▶ **RECORDS SHOWN**
━━━━

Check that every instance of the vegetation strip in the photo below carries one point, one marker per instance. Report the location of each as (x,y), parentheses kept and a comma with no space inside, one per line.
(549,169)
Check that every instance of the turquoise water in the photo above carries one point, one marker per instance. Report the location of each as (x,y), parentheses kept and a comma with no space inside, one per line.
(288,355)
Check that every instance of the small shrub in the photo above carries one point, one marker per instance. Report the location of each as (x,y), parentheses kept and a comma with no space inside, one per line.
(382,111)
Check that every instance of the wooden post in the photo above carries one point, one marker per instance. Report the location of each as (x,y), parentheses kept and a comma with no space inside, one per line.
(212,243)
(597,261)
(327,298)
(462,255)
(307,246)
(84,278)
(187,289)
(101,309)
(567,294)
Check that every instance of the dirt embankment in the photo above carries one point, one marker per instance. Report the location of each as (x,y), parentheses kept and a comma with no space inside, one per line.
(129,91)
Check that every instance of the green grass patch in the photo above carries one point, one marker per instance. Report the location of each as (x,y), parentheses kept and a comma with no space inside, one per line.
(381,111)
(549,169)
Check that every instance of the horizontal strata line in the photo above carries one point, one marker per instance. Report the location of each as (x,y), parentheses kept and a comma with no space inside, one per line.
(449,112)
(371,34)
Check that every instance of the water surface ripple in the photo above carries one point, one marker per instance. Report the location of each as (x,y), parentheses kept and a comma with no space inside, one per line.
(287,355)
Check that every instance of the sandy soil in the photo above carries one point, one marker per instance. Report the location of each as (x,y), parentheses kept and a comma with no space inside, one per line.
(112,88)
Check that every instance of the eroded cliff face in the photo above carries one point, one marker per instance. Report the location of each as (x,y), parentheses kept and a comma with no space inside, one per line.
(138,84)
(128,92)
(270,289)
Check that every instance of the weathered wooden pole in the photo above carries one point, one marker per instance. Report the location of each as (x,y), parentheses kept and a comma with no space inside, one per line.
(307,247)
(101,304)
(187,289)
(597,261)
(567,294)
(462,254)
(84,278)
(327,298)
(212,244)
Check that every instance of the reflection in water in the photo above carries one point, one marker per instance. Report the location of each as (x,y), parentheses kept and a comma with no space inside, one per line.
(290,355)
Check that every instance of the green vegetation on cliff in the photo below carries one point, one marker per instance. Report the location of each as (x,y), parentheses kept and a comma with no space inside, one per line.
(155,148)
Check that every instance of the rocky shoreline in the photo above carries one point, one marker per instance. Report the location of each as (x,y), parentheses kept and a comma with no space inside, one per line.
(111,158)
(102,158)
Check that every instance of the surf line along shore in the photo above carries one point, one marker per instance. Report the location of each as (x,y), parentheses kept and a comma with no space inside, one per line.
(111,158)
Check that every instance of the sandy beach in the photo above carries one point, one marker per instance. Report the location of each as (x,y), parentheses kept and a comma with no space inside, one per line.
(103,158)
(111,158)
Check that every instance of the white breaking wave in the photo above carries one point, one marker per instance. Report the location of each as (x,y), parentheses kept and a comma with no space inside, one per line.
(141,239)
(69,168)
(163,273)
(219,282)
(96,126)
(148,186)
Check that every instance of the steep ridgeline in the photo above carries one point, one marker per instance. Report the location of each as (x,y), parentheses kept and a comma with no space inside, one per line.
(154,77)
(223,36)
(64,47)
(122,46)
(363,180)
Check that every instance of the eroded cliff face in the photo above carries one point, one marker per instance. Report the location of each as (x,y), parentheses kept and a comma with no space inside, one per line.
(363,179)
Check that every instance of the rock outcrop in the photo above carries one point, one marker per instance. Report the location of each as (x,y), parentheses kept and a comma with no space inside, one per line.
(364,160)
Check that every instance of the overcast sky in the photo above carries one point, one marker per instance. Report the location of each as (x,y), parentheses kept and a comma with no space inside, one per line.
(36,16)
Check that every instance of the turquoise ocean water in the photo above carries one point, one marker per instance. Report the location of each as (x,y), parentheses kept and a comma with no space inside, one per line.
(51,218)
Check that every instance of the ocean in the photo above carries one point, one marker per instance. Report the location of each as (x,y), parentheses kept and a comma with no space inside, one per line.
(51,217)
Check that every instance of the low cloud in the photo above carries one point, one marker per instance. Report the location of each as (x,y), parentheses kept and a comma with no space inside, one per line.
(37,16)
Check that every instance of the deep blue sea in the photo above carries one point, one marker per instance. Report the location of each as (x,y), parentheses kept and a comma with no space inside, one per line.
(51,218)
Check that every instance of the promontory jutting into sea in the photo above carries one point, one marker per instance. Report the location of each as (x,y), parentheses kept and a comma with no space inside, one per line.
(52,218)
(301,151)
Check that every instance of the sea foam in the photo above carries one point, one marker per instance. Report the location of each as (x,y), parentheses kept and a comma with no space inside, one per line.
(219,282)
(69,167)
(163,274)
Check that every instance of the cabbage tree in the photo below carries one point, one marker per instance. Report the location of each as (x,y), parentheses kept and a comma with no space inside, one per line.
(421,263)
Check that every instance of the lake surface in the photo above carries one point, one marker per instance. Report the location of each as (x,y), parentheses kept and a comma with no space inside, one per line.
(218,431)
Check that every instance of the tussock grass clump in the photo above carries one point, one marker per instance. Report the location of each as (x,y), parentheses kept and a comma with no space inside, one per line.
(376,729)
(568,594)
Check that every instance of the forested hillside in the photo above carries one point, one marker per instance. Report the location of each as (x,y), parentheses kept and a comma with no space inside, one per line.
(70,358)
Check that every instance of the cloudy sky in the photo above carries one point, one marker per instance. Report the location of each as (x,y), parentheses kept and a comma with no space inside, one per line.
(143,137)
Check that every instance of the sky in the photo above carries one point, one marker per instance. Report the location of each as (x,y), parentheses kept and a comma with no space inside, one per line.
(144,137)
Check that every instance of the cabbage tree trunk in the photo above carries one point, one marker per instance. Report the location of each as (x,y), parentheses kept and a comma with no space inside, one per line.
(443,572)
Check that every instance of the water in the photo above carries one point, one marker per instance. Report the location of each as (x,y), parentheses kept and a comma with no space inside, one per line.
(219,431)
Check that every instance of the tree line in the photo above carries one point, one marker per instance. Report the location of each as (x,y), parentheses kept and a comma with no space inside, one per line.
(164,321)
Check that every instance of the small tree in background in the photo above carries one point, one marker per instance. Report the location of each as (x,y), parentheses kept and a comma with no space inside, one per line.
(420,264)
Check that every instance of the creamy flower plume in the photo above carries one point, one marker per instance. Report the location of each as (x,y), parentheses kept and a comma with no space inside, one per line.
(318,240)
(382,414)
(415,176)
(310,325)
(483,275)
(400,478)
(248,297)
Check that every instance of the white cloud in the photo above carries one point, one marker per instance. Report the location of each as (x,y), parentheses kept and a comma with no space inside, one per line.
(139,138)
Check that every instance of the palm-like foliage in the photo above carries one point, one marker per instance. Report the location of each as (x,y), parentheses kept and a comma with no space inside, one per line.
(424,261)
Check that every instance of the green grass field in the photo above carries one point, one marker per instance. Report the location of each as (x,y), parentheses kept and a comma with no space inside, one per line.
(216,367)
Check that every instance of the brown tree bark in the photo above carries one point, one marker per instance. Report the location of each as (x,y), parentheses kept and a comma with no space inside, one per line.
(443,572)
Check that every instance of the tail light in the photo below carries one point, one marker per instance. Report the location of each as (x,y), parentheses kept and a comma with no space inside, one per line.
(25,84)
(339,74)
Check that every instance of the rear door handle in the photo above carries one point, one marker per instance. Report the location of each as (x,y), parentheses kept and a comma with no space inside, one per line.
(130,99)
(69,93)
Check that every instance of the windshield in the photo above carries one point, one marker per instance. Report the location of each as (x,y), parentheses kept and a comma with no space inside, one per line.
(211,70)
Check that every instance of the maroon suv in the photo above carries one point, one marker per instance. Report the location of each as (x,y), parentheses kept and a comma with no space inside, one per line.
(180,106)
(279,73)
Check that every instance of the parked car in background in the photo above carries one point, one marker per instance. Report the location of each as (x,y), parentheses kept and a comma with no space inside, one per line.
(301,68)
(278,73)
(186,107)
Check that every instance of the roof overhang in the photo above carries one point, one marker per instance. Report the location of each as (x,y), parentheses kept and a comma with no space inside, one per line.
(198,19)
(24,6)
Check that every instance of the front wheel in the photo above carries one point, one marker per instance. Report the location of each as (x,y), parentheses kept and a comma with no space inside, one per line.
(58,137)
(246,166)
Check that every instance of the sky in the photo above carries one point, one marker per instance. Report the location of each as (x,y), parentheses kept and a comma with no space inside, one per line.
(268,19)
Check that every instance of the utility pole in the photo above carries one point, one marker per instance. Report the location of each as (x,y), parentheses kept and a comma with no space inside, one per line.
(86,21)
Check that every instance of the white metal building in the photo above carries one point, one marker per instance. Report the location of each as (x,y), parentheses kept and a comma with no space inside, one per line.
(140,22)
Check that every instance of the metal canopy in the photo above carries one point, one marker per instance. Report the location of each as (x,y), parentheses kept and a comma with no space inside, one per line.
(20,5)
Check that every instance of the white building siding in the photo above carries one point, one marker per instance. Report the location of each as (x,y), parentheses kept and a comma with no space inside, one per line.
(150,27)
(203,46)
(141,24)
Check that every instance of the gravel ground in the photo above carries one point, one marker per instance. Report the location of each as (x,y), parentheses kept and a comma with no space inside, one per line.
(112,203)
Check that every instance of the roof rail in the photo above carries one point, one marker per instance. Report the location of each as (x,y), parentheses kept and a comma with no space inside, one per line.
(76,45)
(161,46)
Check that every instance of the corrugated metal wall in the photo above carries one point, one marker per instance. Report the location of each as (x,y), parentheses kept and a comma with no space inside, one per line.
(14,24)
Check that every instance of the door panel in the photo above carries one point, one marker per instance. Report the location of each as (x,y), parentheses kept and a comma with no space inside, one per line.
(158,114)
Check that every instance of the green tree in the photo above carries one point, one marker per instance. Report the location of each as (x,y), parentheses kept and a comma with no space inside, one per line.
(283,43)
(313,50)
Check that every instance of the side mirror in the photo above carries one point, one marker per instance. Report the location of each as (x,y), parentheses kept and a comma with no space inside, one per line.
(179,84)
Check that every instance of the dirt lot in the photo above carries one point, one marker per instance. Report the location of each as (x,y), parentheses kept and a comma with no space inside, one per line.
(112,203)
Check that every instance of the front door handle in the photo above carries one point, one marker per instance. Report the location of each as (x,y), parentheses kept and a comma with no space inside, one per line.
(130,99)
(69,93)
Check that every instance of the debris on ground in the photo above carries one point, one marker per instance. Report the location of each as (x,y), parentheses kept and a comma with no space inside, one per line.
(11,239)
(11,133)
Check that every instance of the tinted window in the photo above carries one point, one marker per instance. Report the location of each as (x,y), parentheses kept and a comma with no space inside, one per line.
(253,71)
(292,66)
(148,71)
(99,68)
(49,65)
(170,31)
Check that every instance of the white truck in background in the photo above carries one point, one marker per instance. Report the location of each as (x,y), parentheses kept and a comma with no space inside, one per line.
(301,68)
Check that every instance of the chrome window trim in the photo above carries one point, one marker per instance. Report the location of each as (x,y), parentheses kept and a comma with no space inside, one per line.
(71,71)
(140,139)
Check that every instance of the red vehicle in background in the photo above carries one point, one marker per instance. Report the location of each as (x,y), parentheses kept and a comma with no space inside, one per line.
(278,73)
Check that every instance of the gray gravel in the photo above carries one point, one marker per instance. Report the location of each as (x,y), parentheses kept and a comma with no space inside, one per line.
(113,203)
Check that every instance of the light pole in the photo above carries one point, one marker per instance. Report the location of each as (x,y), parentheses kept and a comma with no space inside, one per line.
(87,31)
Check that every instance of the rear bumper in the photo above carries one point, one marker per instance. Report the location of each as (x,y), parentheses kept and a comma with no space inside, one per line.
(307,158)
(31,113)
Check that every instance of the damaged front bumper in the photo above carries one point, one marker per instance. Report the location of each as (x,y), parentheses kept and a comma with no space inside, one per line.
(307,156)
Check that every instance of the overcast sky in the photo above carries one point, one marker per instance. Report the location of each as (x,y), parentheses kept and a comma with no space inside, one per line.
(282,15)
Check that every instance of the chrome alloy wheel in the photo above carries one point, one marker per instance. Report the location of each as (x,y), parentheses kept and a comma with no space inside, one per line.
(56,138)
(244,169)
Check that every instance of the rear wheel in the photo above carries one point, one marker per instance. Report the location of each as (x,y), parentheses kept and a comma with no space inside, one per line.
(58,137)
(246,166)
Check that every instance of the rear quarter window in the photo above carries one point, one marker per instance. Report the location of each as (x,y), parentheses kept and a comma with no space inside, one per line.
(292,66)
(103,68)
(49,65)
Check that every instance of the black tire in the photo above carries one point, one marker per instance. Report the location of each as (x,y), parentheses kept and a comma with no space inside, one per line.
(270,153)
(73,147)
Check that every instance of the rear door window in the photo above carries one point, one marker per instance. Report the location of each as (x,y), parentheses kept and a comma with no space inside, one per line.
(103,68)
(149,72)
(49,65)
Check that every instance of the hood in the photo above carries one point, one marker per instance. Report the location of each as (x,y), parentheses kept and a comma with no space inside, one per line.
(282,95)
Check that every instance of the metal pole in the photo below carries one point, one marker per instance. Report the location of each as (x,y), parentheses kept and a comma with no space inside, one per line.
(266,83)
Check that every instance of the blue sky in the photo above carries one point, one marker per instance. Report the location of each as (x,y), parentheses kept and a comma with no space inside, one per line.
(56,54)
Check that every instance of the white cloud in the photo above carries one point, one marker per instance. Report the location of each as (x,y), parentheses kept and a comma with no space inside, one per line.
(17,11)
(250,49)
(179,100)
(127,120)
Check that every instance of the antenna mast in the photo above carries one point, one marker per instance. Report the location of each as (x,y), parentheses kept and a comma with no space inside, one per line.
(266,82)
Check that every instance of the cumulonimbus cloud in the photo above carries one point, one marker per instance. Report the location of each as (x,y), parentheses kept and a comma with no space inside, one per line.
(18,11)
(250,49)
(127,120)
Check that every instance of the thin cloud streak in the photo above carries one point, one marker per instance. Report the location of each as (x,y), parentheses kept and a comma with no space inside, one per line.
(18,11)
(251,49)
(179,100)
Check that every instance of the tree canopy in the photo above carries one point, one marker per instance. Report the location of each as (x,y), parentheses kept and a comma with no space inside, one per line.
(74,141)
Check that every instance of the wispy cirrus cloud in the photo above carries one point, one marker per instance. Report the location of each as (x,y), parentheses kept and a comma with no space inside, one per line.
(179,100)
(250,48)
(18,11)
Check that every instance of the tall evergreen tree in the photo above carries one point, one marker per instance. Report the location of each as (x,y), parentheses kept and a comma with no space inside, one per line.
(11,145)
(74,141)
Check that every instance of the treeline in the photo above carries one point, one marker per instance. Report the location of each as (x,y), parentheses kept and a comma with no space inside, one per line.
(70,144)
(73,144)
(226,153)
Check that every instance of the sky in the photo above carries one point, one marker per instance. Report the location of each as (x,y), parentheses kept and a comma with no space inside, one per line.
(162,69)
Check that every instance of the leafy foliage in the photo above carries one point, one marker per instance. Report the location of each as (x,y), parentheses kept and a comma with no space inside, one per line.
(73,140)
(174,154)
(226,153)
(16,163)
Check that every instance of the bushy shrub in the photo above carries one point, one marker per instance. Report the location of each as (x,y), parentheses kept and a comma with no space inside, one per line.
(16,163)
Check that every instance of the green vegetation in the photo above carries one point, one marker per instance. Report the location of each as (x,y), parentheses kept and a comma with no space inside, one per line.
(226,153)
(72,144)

━━━━

▶ **EXERCISE DIRECTIONS**
Repeat only the stretch of lines that begins at the line containing "Check that every instance of the leafy" and ends at the last line above, both included.

▶ **THE REPLY**
Check that every instance of the leafy foliage in the photo above carries one point, one marker per instance. Report the location of each as (x,y), parentheses kept and a comma with no space inside, one per line.
(73,140)
(174,154)
(226,153)
(16,163)
Check that every instance of the bushy shrub in the photo above carries one point, one marker per instance. Report the location of each as (x,y), parentheses kept and a comma with no space inside, one per line.
(16,163)
Check that every instance of the green vegetation in the photo above carries one point, one marker per instance. Report the location of each as (x,y), parentheses kept and a comma with no space inside, one per line.
(226,153)
(72,144)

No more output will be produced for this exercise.